• EXERCISE REQUIREMENTS:
An exact reproduction of every record is required.

• SUPPLIED ENTRIES:
== Segment start ==

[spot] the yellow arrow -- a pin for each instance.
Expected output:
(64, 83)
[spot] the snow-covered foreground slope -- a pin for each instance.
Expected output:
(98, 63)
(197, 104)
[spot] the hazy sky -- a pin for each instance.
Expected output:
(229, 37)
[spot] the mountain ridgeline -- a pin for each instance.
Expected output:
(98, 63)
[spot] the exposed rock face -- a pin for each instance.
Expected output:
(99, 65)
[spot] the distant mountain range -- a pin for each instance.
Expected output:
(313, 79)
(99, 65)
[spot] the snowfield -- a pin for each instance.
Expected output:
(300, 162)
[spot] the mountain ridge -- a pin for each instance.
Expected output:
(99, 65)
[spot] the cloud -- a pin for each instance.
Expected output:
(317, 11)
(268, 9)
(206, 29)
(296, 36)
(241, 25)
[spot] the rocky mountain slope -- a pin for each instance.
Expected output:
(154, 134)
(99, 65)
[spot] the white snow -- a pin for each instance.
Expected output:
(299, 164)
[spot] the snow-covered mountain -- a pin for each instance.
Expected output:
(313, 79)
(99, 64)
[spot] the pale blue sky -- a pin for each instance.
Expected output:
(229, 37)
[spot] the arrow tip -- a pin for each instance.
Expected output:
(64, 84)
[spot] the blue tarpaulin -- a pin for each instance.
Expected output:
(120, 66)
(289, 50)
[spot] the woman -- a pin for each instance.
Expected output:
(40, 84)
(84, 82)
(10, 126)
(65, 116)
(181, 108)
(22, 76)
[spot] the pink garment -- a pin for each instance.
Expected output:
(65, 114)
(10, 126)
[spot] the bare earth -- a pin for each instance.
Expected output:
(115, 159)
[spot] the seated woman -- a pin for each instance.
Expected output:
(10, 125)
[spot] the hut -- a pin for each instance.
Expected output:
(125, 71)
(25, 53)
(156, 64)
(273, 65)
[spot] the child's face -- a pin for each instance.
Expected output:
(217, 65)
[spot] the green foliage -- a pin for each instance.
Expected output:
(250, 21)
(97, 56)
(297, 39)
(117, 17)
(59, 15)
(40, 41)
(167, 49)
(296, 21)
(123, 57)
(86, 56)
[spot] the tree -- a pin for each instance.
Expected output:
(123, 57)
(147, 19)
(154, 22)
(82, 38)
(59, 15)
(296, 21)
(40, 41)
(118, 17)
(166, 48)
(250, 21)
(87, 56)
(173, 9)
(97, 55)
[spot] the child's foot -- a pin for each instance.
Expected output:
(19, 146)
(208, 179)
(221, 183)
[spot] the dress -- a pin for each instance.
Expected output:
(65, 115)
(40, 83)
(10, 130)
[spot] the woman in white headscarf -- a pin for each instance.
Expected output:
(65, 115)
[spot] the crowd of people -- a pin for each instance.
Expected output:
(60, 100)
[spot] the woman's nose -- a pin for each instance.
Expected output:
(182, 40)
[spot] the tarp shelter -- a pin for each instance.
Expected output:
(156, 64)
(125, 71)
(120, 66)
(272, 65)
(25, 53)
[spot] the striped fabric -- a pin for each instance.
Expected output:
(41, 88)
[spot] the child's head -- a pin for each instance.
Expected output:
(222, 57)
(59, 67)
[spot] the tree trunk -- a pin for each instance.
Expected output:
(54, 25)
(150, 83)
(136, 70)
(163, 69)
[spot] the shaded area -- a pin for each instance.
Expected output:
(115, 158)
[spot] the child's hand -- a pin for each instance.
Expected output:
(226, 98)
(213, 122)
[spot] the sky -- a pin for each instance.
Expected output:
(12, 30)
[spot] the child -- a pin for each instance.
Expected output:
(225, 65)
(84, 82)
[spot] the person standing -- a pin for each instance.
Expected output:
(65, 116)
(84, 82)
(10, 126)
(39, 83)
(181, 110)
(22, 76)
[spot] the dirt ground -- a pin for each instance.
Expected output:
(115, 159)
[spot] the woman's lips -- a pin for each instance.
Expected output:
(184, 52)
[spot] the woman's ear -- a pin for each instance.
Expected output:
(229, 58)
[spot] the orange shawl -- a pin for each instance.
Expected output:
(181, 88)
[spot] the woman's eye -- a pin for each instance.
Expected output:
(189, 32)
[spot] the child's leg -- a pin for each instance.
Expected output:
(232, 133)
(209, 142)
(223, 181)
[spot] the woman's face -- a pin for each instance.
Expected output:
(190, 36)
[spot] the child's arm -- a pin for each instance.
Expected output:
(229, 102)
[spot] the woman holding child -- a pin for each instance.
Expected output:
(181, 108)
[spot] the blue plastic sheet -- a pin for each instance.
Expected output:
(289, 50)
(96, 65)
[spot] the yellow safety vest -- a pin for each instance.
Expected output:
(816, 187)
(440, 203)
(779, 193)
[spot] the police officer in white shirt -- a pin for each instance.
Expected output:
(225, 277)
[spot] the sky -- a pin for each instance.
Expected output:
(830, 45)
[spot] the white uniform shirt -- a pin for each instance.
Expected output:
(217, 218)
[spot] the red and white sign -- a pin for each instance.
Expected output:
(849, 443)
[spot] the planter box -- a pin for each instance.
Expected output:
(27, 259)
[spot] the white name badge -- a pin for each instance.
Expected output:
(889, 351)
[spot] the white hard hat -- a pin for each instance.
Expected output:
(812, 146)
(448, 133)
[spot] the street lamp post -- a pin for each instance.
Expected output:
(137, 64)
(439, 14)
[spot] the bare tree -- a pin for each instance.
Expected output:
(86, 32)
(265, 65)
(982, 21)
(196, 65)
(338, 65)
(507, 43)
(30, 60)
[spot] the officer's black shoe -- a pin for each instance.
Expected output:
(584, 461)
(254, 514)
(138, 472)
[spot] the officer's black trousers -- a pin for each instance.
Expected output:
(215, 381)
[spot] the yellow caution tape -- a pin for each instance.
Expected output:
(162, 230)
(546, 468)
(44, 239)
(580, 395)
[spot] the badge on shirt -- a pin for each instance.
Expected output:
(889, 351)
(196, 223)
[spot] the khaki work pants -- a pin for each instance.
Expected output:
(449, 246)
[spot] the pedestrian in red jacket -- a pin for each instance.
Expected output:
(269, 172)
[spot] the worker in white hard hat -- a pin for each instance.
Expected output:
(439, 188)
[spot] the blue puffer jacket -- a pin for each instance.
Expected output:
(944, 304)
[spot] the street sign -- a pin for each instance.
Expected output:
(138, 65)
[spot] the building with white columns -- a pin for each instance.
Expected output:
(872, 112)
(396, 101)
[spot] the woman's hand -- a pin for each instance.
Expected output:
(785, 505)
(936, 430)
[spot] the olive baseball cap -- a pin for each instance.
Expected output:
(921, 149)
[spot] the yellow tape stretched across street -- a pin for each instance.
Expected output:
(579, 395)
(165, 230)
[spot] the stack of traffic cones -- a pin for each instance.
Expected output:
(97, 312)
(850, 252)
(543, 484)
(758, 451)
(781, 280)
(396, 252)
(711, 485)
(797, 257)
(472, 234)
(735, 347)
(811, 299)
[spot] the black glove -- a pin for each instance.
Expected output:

== Segment end ==

• TASK OUTPUT:
[spot] the yellow arrow -- a pin for each instance.
Expected output:
(64, 83)
[spot] the snow-covered foreground slope -- a pin for each instance.
Expected output:
(98, 63)
(197, 104)
[spot] the hazy sky -- a pin for each instance.
Expected output:
(229, 37)
[spot] the mountain ridgeline -- a pin for each instance.
Expected output:
(98, 63)
[spot] the exposed rock face -- a pin for each instance.
Expected output:
(99, 65)
[spot] the distant mountain range -- a pin for each instance.
Expected output:
(313, 79)
(99, 65)
[spot] the snowfield -- a pin for each instance.
Expected output:
(300, 162)
[spot] the mountain ridge -- a pin for each instance.
Expected output:
(99, 65)
[spot] the cloud -- a pin for each instance.
Expected output:
(317, 11)
(268, 9)
(206, 29)
(296, 36)
(241, 25)
[spot] the rocky mountain slope -- a pin for each instance.
Expected output:
(154, 134)
(99, 65)
[spot] the white snow -- a pin for each instance.
Expected output:
(299, 164)
[spot] the snow-covered mountain -- a pin for each instance.
Expected output:
(313, 79)
(99, 64)
[spot] the pale blue sky -- a pin for each instance.
Expected output:
(229, 37)
[spot] the arrow tip -- a pin for each instance.
Expected output:
(64, 84)
[spot] the blue tarpaulin -- a pin for each instance.
Expected output:
(120, 66)
(289, 50)
[spot] the woman -- a pin for each instance.
Expected output:
(40, 84)
(84, 82)
(10, 126)
(65, 116)
(181, 108)
(22, 76)
[spot] the pink garment -- a pin for each instance.
Expected output:
(65, 114)
(10, 126)
[spot] the bare earth -- a pin for each instance.
Expected output:
(115, 159)
[spot] the seated woman -- a pin for each instance.
Expected output:
(10, 125)
[spot] the hut -- a pin for each instance.
Expected output:
(125, 71)
(25, 53)
(156, 64)
(273, 65)
[spot] the child's face -- a pin for each instance.
Expected output:
(217, 65)
[spot] the green foliage -- a pin for each instance.
Expected output:
(250, 21)
(97, 56)
(297, 39)
(117, 17)
(59, 15)
(40, 41)
(167, 49)
(296, 21)
(123, 57)
(86, 56)
[spot] the tree -- a pin for each instance.
Expected output:
(123, 57)
(147, 19)
(154, 22)
(82, 38)
(59, 15)
(296, 21)
(40, 41)
(118, 17)
(166, 48)
(250, 21)
(87, 56)
(173, 9)
(97, 55)
[spot] the child's foot -- a pin for each instance.
Expected output:
(19, 146)
(208, 179)
(221, 183)
[spot] the dress -- a pin for each instance.
Expected output:
(65, 115)
(40, 83)
(10, 130)
[spot] the woman in white headscarf -- a pin for each instance.
Expected output:
(65, 115)
[spot] the crowd of people -- a pin for each instance.
Expected output:
(60, 100)
[spot] the woman's nose -- a pin for each instance.
Expected output:
(182, 40)
[spot] the tarp shelter -- a pin for each instance.
Expected output:
(156, 64)
(125, 71)
(120, 66)
(272, 65)
(25, 53)
[spot] the striped fabric -- a pin for each instance.
Expected output:
(41, 88)
[spot] the child's head -- a pin for each instance.
Expected output:
(222, 57)
(59, 67)
[spot] the tree trunk -- a pin for each instance.
Expected output:
(54, 25)
(150, 83)
(136, 70)
(163, 69)
[spot] the shaded area -- a pin for each instance.
Expected output:
(115, 158)
[spot] the child's hand -- a pin for each instance.
Expected output:
(226, 98)
(213, 122)
[spot] the sky -- a pin for each instance.
Expected output:
(12, 30)
[spot] the child -- a pin for each instance.
Expected output:
(225, 65)
(84, 82)
[spot] the person standing -- a pin for each instance.
Expected output:
(65, 116)
(84, 82)
(10, 126)
(39, 83)
(181, 110)
(22, 76)
[spot] the dirt ground -- a pin for each instance.
Expected output:
(115, 159)
[spot] the woman's lips -- a pin for each instance.
Expected output:
(184, 52)
[spot] the woman's ear -- a pin for each instance.
Expected output:
(229, 58)
[spot] the orange shawl -- a pin for each instance.
Expected output:
(181, 88)
[spot] the woman's eye -- a pin for each instance.
Expected output:
(189, 32)
[spot] the child's leg -- a pin for each instance.
Expected output:
(232, 133)
(209, 142)
(223, 181)
[spot] the woman's face -- a pin for each instance.
Expected output:
(190, 36)
[spot] the child's arm -- a pin for each instance.
Expected output:
(229, 102)
[spot] the woman holding child -- a pin for each instance.
Expected output:
(181, 108)
[spot] the blue plastic sheet -- a pin for each instance.
Expected output:
(289, 50)
(96, 65)
[spot] the yellow safety vest -- a pin for each instance.
Expected output:
(816, 187)
(440, 203)
(779, 193)
[spot] the police officer in white shirt -- a pin for each instance.
Expected output:
(225, 277)
[spot] the sky -- a pin for each instance.
Expected output:
(830, 45)
[spot] the white uniform shirt -- a pin for each instance.
Expected output:
(217, 218)
[spot] the red and white sign -- a pin for each instance.
Expected output:
(849, 443)
[spot] the planter box -- a pin for each instance.
Expected output:
(27, 259)
[spot] the white name badge -- a pin for each instance.
Expected output:
(889, 351)
[spot] the white hard hat -- a pin for each instance.
Expected output:
(812, 146)
(448, 133)
[spot] the street lamp post -- a pin for each instance.
Expected output:
(137, 64)
(439, 14)
[spot] the bare tree -- a pin for each instance.
Expected output:
(86, 32)
(265, 65)
(982, 21)
(196, 65)
(338, 65)
(507, 43)
(30, 60)
[spot] the officer's black shoe -- a pin for each instance.
Expected output:
(584, 461)
(254, 514)
(138, 472)
[spot] the officer's black trousers -- a pin for each instance.
Expected output:
(215, 381)
[spot] the yellow caution tape -- a pin for each instance.
Expected output:
(162, 230)
(546, 468)
(44, 239)
(580, 395)
[spot] the badge on shirt -- a pin for each instance.
Expected output:
(889, 351)
(196, 223)
[spot] the khaki work pants -- a pin for each instance.
Expected output:
(449, 246)
[spot] the pedestrian in red jacket -- a pin for each instance.
Expected output:
(269, 172)
[spot] the worker in white hard hat -- a pin for each instance.
Expected output:
(439, 188)
[spot] the blue puffer jacket -- a pin for each instance.
Expected output:
(944, 304)
[spot] the street sign -- a pin for each instance.
Expected output:
(138, 65)
[spot] the building with white columns -- a pin for each instance.
Expected output:
(872, 112)
(396, 101)
[spot] the woman's hand -- a pin for each instance.
Expected output:
(785, 505)
(936, 430)
[spot] the olive baseball cap -- a pin for each instance.
Expected output:
(921, 149)
[spot] the yellow tape stretched across street -- a pin for each instance.
Expected output:
(579, 395)
(165, 230)
[spot] the stack of traffic cones -- a pin for each instance.
Expected output:
(97, 312)
(850, 252)
(543, 484)
(758, 451)
(781, 280)
(396, 252)
(711, 485)
(797, 257)
(472, 234)
(735, 347)
(811, 299)
[spot] the black glove -- a pin for each instance.
Expected output:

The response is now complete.